Task instructions =>
#1 In the text on data literacy and Big Tech, condense the paragraph beginning "Full cashlessness would leave millions" into a short bulleted list that keeps its main facts.
#2 According to the text on data literacy and Big Tech, why would full cashlessness leave millions of people facing digital debt? Answer in one to three sentences.
#3 Reproduce the part of the text on data literacy and Big Tech starting at "The fact that" and ending at "their obvious downsides.".

Text for analysis =>
Start of Block
Parents and guardians should be trained in how to protect the safety of their children online. This will include teaching them to ask perceptive questions about how and why they perform certain tasks online.
Childcarers need to limit the information they upload about their charges. Children will often learn more from our actions than our words. When it comes to online behaviour, what one generation tolerates, the next may well treat as normal and seek to outdo.
Power of the Technokings
Data literacy training will also enlighten people about the growing power of the technokings, the heads of Big Tech companies.
Despite their talk about using technology for altruistic purposes, the actions of technokings often reveal more of a profit-making motive. Most of their profit comes from user data.
The fact that technokings value data above all else is shown in their support for a fully cashless economy.
Our use of cashless payments has boosted data generation exponentially. We generate data about ourselves with every purchase. Data about our buying preferences, yes, but often also about where we live and our bank account details. We have little or no control over what happens to that data once we leave the store.
Does it remain with the merchant and her/his bank? Do they use it to pitch other products to us in future? Is it passed on to third parties for similar uses?
Entering into a fully cashless economy would benefit Big Tech, banks and merchants much more than consumers. This is why some politicos and economists argue for a central bank digital currency, which would ostensibly provide the convenience of cyber-currencies without their obvious downsides.
This is naive. It isn’t simply the ownership of a currency platform but the nature of cashlessness itself that presents a problem.
Full cashlessness would leave millions of people facing digital debt because studies show that without cash we spend more with less forethought. It would also boost the likelihood of privacy invasion, either by unscrupulous government agencies or by cyber-criminals.
Big Tech’s devotion to cashlessness is a cause for concern among security agencies. In some parts of the world, Big Tech groups are closely aligned with single-party governments. Researchers have warned social media users that TikTok is linked to the Chinese government and may be part of that country’s growing espionage apparatus.
Whether or not that’s true, we should equip people to question the intentions of Big Tech - especially where the platforms we use offer us no opt-out on data collection.
End of Block
Listed entries =>
Start of Block
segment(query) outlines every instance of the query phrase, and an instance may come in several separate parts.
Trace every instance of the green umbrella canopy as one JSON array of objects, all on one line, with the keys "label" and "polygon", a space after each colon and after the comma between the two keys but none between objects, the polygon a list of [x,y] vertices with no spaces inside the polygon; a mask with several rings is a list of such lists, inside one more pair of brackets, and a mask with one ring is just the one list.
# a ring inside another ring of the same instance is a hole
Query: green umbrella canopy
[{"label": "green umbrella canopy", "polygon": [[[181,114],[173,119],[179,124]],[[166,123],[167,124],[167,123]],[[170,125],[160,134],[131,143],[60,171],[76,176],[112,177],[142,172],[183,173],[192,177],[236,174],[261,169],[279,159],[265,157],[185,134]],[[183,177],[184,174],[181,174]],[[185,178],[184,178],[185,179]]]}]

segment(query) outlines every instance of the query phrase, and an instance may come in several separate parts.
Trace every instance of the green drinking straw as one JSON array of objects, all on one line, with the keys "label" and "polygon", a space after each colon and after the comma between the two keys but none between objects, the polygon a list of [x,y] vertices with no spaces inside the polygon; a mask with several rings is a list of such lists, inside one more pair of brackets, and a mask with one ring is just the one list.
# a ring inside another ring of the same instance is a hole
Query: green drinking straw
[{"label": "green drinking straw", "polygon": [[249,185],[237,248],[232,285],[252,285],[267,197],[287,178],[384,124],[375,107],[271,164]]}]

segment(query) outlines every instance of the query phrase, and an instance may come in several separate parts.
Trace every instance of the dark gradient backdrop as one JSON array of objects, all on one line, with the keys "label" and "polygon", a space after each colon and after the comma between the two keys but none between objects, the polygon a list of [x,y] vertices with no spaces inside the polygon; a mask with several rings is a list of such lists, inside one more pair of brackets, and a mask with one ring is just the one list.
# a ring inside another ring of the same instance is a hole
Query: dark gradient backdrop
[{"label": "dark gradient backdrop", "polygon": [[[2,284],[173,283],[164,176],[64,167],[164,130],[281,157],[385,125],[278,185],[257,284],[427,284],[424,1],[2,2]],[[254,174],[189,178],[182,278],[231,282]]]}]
End of Block
Replies =>
#1
- Full cashlessness could push millions of people into digital debt.
- Studies show that without cash, people spend more and with less forethought.
- It would also raise the risk of privacy invasion by unscrupulous government agencies or cyber-criminals.

#2 Studies show that without cash, people spend more and with less forethought. A fully cashless economy would therefore leave millions facing digital debt.

#3
The fact that technokings value data above all else is shown in their support for a fully cashless economy.
Our use of cashless payments has boosted data generation exponentially. We generate data about ourselves with every purchase. Data about our buying preferences, yes, but often also about where we live and our bank account details. We have little or no control over what happens to that data once we leave the store.
Does it remain with the merchant and her/his bank? Do they use it to pitch other products to us in future? Is it passed on to third parties for similar uses?
Entering into a fully cashless economy would benefit Big Tech, banks and merchants much more than consumers. This is why some politicos and economists argue for a central bank digital currency, which would ostensibly provide the convenience of cyber-currencies without their obvious downsides.